### DO THIS
According to the profile of Ben Steeper below, in which country did he live until age seven?

### TEXT SEGMENT

Ben Steeper arrived in Ithaca from Hawai‘i on a freezing day in January 2016, dressed in slippers and a t-shirt. Ben had long dreamed about attending an elite university like Cornell, where he hoped to be surrounded by “influential, creative people.” He is the first person in his family to attend an Ivy League school.
Ben’s family is deeply embedded in their local Hawaiian community. His father serves as a minister at Kalihi Union Church, the same church where Ben’s grandfather also served as pastor. Ben’s mother is a school teacher in Honolulu. The family often hosts homeless families, and for them, “the aloha spirit is very real.” For Ben, this means that he comes from “a very strong, loving community of people who care for one another.”
Ben’s parents formerly served as missionaries in Albania, where he lived until age seven. He attended elementary and middle school in eastern Canada, and moved to Hawai‘i for high school. Ben says that while he considers Hawai‘i to be his home, he also thinks of himself as a global citizen.
I am the first in my community and family in Hawai‘i to have the privilege of attending an elite university like Cornell, and this 100 percent would not have happened without financial aid.

### SUPPLIED INFORMATION
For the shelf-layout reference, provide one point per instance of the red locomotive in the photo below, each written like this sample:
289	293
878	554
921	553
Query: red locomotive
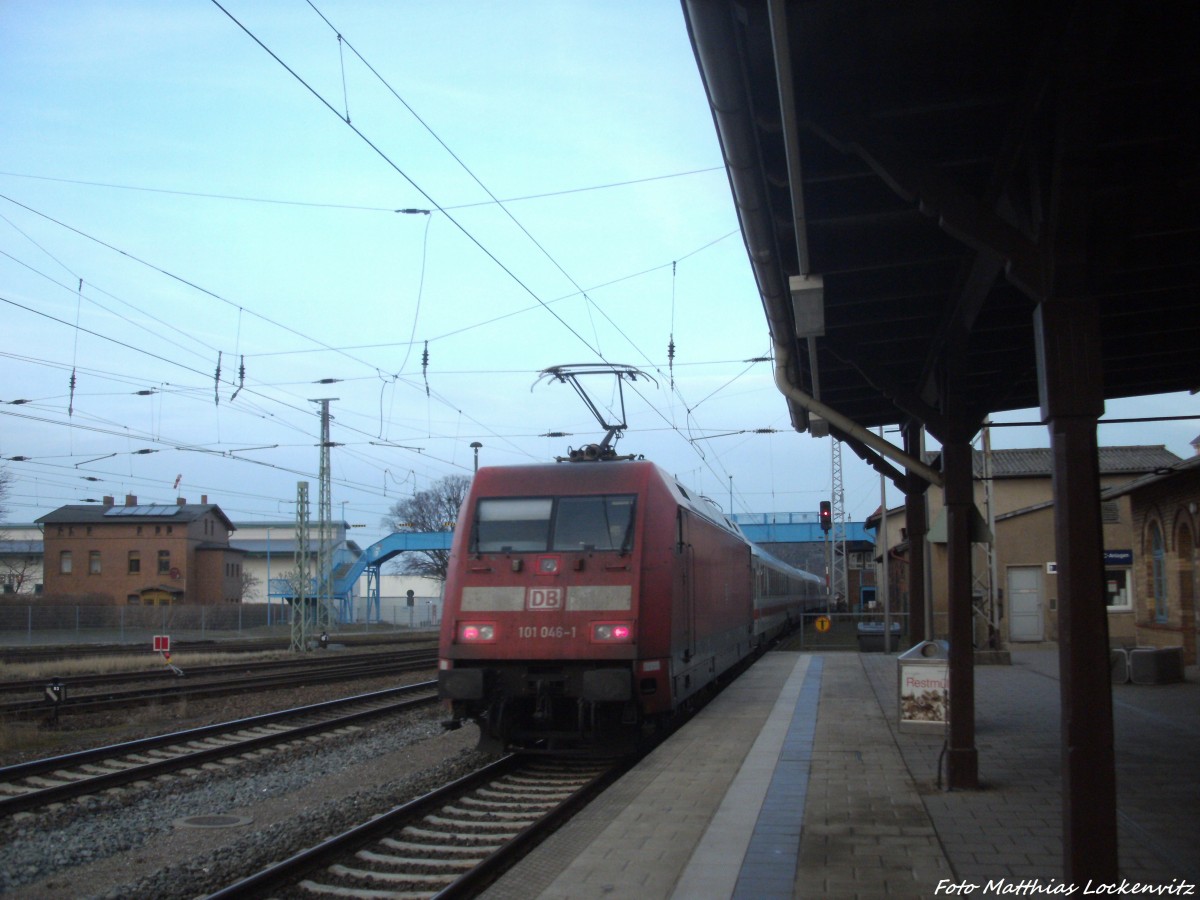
587	600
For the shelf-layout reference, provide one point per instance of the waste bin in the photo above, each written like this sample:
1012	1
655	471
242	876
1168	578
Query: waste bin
1156	665
924	687
870	637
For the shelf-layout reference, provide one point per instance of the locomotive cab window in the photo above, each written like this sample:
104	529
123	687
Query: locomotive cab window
513	525
593	523
563	523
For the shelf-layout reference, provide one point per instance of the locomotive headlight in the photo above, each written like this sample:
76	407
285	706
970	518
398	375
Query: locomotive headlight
612	633
477	634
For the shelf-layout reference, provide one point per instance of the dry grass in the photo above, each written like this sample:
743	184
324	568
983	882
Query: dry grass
129	663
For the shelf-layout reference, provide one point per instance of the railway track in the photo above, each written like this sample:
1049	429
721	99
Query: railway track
208	682
36	784
447	844
49	653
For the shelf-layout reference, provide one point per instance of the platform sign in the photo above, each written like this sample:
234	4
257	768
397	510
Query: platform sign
924	695
55	691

### EXERCISE SOLUTION
Albania